MJ Ray wrote:
Would people consider these guidelines worth adopting for the ALUG lists? If so, we'll add them to the web site.
Do we really need "rules"?
No. That's why *I* wrote "guidelines" not "rules". Please do not change my words. The idea is to add this somewhere because it costs us little effort and avoids the long boring "please don't do that"/"but no-one said I couldn't"/"but you shouldn't"/"OK, now I know, but why don't you tell people?" arguments that periodically break out.
[...]
not agree, I think Unix and Unix/Linux like alternative OS should be included, also this rule would mean GNU/Hurd would be rated off topic,
I think AIX, Solaris et al can go buy their own mailing lists, but general GNU discussion would be allowed by that. And there's always social.
[...]
*should be* yes, but if you can't do anything about it i.e. boilerplate from your employers then there is not to much we can do about it, just hope to embrace and educate.
I disagree on this. Many of those huge meaningless pseudo-legalese footers really are horrendously long and the list has enough subscribers that it's a lot of rubbish if it goes to everyone. If we can "encourage" people to get their mail systems fixed, that's a good thing.
I know a lot of these are "obvious" to you or me, but having them posted somewhere can't hurt, can it?
On Tuesday 22 Oct 2002 10:23 pm, MJ Ray wrote:
MJ Ray wrote:
Would people consider these guidelines worth adopting for the ALUG lists? If so, we'll add them to the web site.
Do we really need "rules"?
No. That's why *I* wrote "guidelines" not "rules". Please do not change my words. The idea is to add this somewhere because it costs us little effort and avoids the long boring "please don't do that"/"but no-one said I couldn't"/"but you shouldn't"/"OK, now I know, but why don't you tell people?" arguments that periodically break out.
To be fair the subject does say "draft rules" even if you did mention guidelines.
<snip>
I know a lot of these are "obvious" to you or me, but having them posted somewhere can't hurt, can it?
</snip>
These guidelines may be obvious to the more seasoned subscriber but I should imagine there are quite a few very newbie people out there. Netiquette has to be learned it is a social skill in what can be an alien environment to new users so I'm very willing to cut some slack and politely guide people in the right direction. I would hate to think that we lost even a single member because of a rebuff due to not adhering to the guidelines. So I'm in total agreement a polite set of guidelines on the website linked from the list sign up page would no bad thing.

• **Given task**: Do these statements agree with the mailing list discussion? Answer yes or no for each and quote the deciding words: (a) One participant is willing to steer new users politely. (b) The participant who writes "I disagree on this" considers long employer footers harmless. (c) Discussion of AIX and Solaris is welcomed on the ALUG lists. The listing after this point is separate material with no connection to the mailing list discussion.

• **Provided data**:
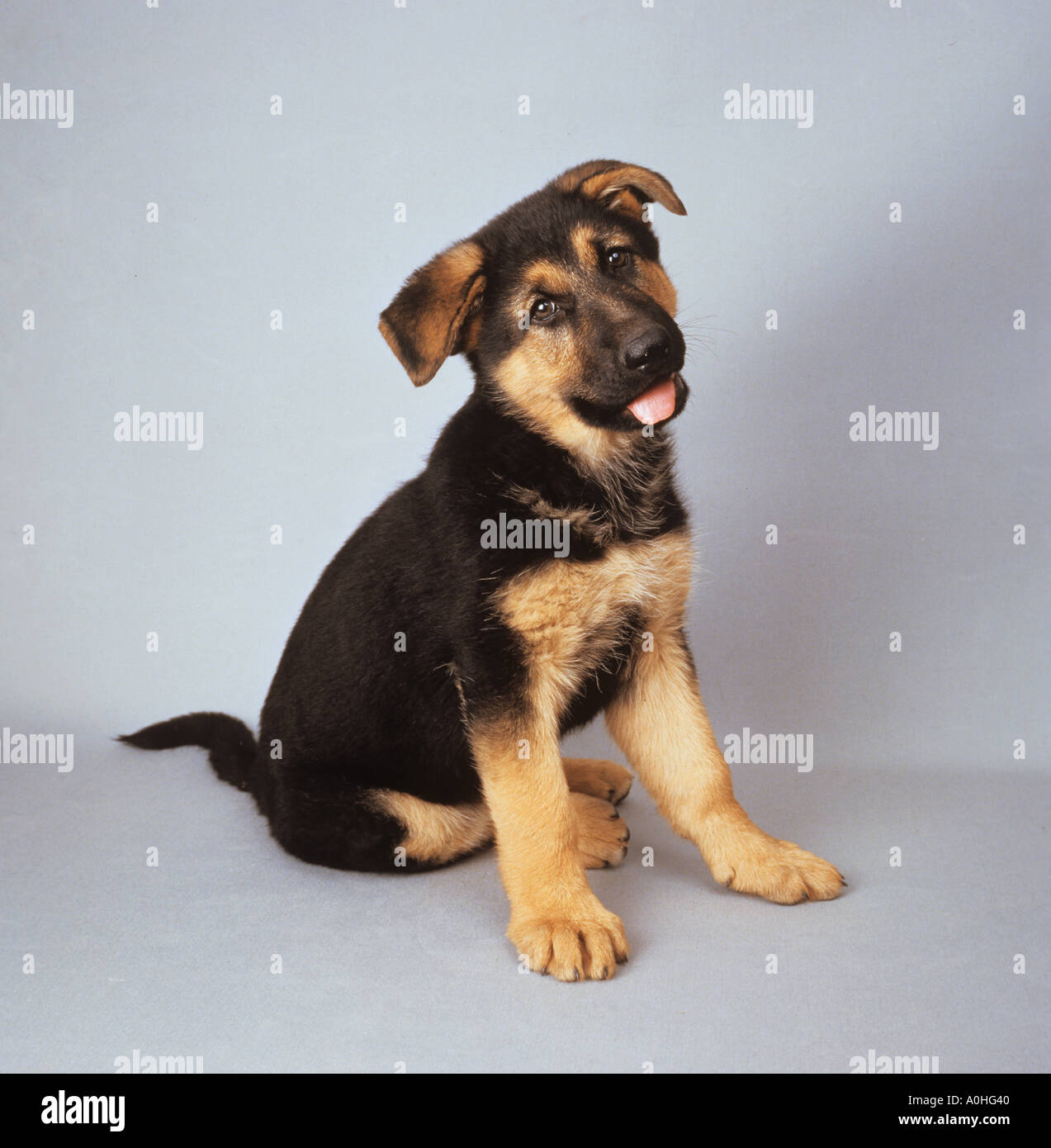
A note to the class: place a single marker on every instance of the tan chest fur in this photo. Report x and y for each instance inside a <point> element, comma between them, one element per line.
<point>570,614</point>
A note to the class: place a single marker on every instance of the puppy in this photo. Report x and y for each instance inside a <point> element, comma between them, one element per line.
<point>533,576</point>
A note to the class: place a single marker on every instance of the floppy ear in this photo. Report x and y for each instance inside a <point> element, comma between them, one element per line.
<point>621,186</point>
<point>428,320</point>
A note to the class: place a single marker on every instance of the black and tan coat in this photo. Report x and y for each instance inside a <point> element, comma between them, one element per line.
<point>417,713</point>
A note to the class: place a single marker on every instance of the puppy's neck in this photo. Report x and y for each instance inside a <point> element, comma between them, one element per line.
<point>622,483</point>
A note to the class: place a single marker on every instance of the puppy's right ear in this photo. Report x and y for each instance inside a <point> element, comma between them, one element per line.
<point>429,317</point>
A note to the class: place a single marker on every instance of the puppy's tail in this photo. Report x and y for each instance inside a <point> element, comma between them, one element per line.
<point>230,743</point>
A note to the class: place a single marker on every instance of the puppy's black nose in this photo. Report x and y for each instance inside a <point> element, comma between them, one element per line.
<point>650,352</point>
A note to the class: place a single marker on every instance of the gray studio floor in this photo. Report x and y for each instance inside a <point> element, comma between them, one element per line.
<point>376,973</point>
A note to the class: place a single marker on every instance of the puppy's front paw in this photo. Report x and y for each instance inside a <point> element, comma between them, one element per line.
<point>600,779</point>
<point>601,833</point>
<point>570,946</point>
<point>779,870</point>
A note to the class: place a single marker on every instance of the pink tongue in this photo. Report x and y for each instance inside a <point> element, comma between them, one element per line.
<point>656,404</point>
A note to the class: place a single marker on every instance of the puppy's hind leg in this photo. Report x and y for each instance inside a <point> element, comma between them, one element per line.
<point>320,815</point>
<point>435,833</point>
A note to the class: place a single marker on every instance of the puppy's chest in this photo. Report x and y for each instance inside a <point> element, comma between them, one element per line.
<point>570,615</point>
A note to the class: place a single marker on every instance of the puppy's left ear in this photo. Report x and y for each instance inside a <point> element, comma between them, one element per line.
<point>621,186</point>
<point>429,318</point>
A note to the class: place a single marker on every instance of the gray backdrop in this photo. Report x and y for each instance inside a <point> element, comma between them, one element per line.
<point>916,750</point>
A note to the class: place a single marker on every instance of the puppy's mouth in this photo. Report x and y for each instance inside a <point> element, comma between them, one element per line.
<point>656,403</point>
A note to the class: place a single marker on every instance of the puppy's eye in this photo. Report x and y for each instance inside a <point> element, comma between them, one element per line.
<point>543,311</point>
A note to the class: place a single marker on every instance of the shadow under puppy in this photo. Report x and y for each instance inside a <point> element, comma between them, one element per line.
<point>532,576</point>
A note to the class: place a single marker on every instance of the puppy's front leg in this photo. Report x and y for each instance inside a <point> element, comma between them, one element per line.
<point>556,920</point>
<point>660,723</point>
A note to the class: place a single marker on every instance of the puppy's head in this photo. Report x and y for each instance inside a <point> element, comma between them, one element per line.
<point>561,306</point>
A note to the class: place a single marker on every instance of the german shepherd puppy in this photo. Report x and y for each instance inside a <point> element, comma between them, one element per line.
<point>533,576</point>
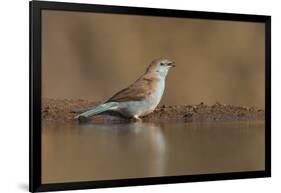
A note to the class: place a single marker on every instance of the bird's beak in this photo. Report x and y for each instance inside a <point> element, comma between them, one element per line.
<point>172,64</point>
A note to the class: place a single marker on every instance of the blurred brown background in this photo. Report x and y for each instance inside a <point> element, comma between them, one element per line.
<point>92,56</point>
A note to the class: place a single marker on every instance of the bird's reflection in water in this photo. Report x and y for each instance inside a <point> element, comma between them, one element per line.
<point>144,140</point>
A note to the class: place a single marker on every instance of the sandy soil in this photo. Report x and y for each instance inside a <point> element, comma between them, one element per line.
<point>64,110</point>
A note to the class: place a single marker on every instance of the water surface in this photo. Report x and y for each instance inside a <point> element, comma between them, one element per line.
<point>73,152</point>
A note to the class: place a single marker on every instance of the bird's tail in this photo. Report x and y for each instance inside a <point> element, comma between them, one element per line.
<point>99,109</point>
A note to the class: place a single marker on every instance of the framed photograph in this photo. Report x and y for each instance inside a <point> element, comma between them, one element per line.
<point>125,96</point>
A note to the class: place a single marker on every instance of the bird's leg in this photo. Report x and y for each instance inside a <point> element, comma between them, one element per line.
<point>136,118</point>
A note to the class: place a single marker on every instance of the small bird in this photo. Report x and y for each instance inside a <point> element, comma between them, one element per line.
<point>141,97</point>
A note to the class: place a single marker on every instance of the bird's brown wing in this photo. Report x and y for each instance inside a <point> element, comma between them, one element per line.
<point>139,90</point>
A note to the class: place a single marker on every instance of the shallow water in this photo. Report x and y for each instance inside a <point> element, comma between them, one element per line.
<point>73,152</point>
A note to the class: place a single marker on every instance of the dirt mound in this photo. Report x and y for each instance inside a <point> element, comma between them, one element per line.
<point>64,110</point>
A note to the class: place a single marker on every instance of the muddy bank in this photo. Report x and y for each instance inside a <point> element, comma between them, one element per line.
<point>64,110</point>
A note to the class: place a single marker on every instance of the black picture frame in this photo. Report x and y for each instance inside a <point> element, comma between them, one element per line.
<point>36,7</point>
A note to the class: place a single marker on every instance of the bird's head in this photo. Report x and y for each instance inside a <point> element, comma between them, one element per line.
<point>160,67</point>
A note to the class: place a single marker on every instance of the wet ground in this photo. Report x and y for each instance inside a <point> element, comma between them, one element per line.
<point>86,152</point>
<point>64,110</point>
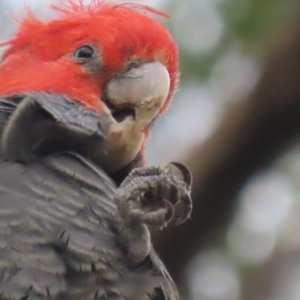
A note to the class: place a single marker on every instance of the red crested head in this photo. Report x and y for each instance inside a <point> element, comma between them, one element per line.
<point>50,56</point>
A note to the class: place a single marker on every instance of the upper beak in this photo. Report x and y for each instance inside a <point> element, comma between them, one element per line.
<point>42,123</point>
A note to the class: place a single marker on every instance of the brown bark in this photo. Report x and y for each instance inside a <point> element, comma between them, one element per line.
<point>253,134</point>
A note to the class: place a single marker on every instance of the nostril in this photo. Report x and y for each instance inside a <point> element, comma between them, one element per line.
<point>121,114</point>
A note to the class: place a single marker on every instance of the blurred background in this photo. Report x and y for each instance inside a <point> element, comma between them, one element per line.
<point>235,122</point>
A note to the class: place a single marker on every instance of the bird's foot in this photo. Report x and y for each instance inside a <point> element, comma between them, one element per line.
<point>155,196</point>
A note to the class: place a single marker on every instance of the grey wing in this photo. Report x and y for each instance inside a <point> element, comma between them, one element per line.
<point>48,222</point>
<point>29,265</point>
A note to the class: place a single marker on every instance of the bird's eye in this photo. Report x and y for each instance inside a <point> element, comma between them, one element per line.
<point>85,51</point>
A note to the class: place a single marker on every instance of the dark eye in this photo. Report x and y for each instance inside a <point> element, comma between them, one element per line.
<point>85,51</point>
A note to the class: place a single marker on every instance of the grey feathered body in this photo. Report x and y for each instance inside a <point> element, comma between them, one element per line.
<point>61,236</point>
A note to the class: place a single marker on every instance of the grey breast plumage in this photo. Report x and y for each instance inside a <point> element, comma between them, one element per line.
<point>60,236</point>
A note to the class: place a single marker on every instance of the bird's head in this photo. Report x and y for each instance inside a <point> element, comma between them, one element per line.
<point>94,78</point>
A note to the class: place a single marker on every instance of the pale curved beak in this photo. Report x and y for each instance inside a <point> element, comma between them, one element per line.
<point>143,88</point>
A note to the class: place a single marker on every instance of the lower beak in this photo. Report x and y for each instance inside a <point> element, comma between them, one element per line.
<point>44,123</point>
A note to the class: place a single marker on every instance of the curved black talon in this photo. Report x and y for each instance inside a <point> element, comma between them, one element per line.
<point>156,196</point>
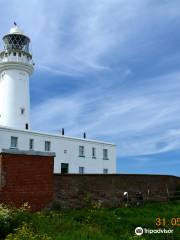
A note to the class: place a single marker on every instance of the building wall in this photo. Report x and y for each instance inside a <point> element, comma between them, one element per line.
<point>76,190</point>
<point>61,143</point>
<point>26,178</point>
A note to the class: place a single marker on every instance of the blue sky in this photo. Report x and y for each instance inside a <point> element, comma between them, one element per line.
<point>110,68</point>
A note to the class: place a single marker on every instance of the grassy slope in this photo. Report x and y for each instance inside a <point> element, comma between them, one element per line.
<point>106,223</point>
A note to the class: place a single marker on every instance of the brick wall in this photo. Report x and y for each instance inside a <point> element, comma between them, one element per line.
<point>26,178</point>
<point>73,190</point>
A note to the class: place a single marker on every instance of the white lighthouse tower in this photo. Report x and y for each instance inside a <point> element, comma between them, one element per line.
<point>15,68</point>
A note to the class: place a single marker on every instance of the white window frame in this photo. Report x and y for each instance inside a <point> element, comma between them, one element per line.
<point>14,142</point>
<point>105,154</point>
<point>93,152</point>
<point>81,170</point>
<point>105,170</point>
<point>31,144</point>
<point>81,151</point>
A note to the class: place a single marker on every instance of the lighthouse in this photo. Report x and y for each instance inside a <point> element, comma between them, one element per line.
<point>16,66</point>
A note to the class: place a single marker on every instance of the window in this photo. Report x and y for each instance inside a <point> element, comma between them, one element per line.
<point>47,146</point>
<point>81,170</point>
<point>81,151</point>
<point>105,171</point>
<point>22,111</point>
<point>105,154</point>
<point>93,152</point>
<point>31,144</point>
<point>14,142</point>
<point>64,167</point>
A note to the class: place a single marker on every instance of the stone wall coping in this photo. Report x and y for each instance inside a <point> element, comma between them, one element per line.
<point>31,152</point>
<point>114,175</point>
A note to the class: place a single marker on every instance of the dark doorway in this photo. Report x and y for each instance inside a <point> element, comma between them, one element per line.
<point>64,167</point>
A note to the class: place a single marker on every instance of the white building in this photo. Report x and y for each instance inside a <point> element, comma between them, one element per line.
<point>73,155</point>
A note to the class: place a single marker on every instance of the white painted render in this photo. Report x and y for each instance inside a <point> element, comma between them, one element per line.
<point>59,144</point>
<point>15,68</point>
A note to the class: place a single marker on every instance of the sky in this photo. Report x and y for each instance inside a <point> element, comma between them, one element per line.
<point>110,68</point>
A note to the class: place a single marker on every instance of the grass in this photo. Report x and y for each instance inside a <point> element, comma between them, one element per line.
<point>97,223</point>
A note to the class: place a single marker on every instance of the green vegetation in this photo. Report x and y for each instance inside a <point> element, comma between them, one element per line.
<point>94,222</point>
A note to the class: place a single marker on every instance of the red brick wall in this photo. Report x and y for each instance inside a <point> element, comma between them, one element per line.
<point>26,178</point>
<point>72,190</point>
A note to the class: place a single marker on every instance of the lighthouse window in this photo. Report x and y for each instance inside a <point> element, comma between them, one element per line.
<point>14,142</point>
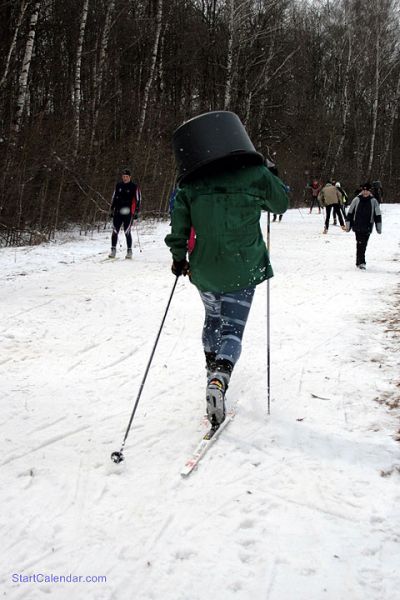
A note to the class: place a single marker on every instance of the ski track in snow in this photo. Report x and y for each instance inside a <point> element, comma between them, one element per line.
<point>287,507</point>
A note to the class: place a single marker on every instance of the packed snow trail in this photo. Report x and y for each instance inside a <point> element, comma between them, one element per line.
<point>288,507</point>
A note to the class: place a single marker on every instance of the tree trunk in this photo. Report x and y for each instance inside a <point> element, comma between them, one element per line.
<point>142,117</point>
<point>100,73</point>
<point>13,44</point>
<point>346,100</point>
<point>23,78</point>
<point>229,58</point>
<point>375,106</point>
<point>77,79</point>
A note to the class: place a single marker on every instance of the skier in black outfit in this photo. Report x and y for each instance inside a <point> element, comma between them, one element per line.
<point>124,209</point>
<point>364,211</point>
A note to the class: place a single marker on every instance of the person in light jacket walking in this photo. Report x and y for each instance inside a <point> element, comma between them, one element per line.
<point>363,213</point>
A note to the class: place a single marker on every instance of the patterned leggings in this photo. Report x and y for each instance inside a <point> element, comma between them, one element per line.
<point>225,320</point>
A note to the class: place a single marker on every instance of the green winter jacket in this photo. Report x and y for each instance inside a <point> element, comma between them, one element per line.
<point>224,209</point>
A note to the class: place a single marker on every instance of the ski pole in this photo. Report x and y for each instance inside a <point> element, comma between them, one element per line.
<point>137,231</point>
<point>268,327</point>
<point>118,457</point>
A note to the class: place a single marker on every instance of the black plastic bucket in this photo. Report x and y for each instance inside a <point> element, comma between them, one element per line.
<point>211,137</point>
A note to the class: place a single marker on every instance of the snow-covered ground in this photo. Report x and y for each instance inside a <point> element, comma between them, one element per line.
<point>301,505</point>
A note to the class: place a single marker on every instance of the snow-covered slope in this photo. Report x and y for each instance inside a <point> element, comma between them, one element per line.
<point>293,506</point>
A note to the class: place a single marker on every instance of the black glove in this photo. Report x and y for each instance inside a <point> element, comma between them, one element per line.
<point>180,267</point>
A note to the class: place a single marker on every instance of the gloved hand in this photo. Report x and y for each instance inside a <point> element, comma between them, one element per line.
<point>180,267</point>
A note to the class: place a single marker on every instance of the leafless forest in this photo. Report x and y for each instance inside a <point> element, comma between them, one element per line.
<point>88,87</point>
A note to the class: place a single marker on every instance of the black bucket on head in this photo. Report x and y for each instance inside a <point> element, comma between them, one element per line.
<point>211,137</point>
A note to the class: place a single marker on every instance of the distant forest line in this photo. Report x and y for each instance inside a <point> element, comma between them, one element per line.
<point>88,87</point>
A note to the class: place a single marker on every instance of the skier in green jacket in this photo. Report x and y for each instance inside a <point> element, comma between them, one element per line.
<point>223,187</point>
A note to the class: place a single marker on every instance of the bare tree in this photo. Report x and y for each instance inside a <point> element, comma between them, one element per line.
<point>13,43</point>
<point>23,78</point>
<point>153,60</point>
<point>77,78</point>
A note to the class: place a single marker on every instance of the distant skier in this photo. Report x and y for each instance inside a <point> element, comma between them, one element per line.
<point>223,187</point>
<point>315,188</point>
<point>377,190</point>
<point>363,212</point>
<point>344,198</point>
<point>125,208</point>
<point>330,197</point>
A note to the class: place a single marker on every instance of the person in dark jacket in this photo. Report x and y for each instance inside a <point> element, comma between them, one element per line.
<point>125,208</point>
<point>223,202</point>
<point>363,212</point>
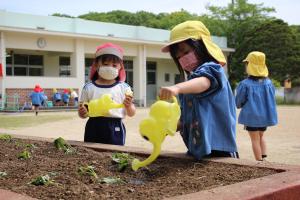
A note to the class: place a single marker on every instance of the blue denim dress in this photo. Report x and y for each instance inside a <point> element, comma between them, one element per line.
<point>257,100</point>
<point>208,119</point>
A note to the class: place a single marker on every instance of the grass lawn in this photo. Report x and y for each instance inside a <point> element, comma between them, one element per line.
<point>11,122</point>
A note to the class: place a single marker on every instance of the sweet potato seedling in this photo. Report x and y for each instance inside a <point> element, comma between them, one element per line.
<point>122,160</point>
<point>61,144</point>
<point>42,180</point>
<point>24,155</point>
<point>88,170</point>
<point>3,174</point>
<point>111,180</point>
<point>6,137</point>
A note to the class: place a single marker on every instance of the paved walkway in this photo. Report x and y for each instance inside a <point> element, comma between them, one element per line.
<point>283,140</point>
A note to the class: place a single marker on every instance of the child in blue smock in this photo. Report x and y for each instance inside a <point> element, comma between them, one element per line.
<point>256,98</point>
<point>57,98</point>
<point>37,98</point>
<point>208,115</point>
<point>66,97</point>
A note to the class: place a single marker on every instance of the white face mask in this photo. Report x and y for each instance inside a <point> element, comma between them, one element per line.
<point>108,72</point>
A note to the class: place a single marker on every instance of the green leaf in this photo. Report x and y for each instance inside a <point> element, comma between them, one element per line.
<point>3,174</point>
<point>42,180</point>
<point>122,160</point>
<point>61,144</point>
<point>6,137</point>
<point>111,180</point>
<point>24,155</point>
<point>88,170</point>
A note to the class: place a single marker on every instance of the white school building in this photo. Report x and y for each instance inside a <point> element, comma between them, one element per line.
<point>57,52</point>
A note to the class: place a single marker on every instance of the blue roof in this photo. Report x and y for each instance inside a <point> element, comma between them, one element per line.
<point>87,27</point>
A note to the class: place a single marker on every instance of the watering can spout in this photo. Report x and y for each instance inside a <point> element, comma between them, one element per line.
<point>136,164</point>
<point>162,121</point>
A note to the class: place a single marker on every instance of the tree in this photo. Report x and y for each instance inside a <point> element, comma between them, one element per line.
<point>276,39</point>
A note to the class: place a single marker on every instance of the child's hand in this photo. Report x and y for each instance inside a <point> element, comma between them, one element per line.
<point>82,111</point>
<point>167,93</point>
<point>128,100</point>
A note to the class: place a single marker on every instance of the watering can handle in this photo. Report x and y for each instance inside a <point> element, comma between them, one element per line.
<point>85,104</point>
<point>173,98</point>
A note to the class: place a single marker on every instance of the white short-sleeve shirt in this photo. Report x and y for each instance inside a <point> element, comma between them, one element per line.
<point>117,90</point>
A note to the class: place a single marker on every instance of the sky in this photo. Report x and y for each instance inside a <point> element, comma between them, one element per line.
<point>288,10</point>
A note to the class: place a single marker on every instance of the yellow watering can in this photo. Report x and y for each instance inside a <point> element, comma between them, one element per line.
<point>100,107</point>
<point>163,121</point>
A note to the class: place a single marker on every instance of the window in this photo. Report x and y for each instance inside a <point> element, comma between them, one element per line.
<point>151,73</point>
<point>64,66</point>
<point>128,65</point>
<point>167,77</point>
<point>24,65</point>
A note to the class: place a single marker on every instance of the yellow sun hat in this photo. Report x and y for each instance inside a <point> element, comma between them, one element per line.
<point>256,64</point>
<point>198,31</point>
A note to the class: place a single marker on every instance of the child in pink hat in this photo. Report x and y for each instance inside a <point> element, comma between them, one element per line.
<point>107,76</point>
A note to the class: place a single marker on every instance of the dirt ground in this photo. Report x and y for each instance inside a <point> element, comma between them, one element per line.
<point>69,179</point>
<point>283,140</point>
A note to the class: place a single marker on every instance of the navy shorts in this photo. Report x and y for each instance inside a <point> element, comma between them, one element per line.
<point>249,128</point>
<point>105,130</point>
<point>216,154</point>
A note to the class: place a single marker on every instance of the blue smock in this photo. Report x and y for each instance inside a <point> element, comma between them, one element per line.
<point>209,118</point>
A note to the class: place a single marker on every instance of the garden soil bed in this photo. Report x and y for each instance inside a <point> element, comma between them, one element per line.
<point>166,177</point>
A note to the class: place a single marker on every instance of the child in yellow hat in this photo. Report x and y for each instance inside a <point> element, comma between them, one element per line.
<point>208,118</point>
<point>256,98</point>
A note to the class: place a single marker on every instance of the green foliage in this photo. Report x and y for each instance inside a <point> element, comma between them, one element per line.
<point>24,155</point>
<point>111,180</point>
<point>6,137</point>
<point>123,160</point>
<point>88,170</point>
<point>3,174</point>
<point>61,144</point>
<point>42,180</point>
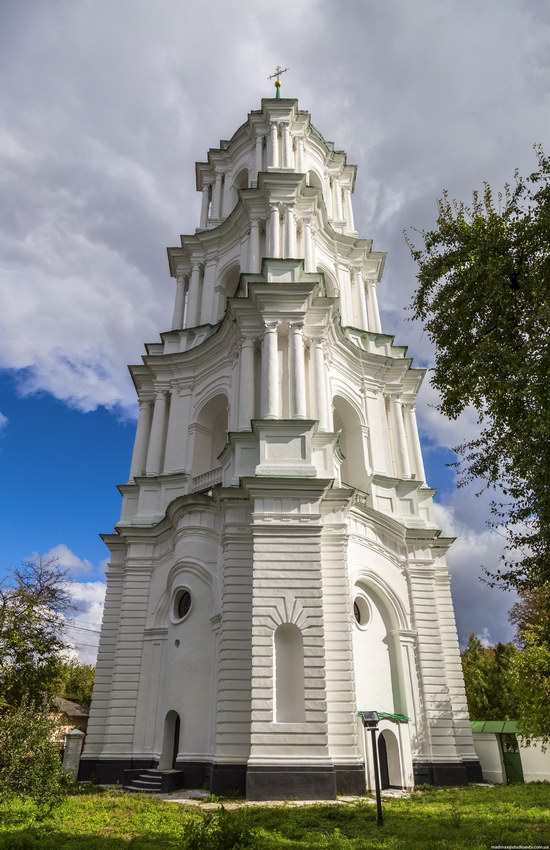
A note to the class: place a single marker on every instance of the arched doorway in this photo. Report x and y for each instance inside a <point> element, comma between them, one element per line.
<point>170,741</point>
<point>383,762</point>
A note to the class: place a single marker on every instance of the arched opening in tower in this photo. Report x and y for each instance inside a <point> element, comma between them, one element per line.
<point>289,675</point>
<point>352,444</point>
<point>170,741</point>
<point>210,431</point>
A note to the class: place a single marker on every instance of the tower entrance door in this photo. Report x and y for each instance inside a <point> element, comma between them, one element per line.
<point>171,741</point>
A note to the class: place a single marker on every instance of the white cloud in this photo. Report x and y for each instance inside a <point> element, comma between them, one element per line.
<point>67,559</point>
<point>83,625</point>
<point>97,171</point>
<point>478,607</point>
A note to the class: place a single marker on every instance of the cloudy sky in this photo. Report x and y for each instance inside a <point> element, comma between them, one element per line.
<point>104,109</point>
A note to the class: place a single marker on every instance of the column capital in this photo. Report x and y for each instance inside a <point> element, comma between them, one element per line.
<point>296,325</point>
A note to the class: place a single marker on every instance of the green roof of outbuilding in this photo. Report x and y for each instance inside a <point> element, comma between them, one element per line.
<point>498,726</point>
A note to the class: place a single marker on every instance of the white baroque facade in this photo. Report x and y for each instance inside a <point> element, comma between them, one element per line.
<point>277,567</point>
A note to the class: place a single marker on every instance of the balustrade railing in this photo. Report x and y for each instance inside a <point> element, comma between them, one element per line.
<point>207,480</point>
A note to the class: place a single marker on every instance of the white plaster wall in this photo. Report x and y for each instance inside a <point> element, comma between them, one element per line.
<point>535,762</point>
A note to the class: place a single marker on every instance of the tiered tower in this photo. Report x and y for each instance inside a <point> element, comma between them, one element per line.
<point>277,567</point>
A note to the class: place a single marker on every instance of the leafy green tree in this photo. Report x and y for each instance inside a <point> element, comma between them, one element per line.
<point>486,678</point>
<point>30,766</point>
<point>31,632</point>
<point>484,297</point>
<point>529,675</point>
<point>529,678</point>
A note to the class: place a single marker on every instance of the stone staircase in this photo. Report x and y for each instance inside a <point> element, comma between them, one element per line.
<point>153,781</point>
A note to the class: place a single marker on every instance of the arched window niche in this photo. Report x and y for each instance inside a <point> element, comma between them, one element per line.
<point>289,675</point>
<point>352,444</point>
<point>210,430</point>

• **Completed exercise**:
(a) Yes: "politely guide people in the right direction"
(b) No: "Many of those huge meaningless pseudo-legalese footers really are horrendously long"
(c) No: "I think AIX, Solaris et al can go buy their own mailing lists"